課題: リスト全体で「dropped as a pin」をすべて「placed as a marker」に変え、それ以外は一切変えずにリストを書き直すこと。

提供項目:
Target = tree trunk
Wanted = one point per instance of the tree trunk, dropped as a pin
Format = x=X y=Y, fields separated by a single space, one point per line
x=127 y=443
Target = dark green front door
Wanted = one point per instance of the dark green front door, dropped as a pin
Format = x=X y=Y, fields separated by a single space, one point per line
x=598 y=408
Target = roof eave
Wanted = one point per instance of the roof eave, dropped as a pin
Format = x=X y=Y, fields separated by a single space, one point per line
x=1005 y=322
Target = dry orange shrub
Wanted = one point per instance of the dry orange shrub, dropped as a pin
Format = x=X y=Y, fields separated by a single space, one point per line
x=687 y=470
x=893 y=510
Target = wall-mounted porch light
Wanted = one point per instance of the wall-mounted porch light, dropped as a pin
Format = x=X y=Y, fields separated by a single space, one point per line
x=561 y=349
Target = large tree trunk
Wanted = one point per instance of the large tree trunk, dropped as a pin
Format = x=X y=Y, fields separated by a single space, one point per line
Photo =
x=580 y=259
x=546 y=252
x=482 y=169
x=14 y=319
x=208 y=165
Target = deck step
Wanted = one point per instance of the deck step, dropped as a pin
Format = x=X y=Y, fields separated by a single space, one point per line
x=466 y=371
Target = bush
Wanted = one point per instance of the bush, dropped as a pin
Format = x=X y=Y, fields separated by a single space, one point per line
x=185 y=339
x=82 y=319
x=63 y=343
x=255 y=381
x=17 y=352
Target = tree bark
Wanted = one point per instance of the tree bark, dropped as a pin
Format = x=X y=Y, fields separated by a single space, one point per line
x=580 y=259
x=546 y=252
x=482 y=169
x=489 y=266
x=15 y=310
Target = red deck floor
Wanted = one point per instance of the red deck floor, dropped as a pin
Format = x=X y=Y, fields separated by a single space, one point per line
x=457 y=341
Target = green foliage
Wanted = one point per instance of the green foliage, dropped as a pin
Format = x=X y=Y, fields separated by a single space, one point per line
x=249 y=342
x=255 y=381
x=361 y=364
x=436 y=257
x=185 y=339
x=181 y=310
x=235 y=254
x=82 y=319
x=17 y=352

回答:
Target = tree trunk
Wanted = one point per instance of the tree trunk, placed as a marker
Format = x=X y=Y, fields separated by a single space, one point per line
x=127 y=443
Target = dark green front door
Wanted = one point per instance of the dark green front door, placed as a marker
Format = x=X y=Y, fields separated by a single space, one point per line
x=598 y=408
Target = roof eave
Wanted = one point per instance of the roof eave, placed as a marker
Format = x=X y=Y, fields separated by a single space, one point per line
x=1005 y=322
Target = dry orange shrub
Wanted = one point per instance of the dry orange shrub, placed as a marker
Format = x=X y=Y, fields separated by a single space, one point per line
x=687 y=470
x=893 y=510
Target = wall-mounted porch light
Wanted = one point per instance of the wall-mounted porch light, placed as a marker
Format = x=X y=Y, fields separated by a single space, one point per line
x=561 y=349
Target = large tree trunk
Wanted = one point per instance of the large tree trunk, placed as a marker
Format = x=X y=Y, fields separated by a single space, one point per line
Photo =
x=580 y=259
x=546 y=252
x=482 y=169
x=14 y=319
x=208 y=165
Target = deck step
Wanted = one point per instance of the deck step, placed as a marker
Format = x=X y=Y, fields separated by a single space, one point per line
x=466 y=371
Target = bush
Wanted = one point per instance of the bush, placed as a marker
Format = x=X y=Y, fields separated by a single space, one point per line
x=185 y=339
x=82 y=319
x=63 y=343
x=255 y=381
x=17 y=352
Target = tree bark
Wanted = one point per instance of the tree bark, placed as a marker
Format = x=X y=Y, fields separated by a single space, one point per line
x=580 y=259
x=546 y=252
x=482 y=169
x=489 y=266
x=15 y=310
Target = red deck floor
Wanted = one point per instance of the red deck floor, placed as a marker
Format = x=X y=Y, fields separated by a single space, one point per line
x=457 y=341
Target = green foliage
Wanted = one point per instance of the green foliage, placed as a marker
Format = x=X y=Y, fields separated by a single space, one point per line
x=249 y=342
x=255 y=381
x=361 y=364
x=436 y=257
x=185 y=339
x=181 y=310
x=235 y=254
x=82 y=319
x=17 y=352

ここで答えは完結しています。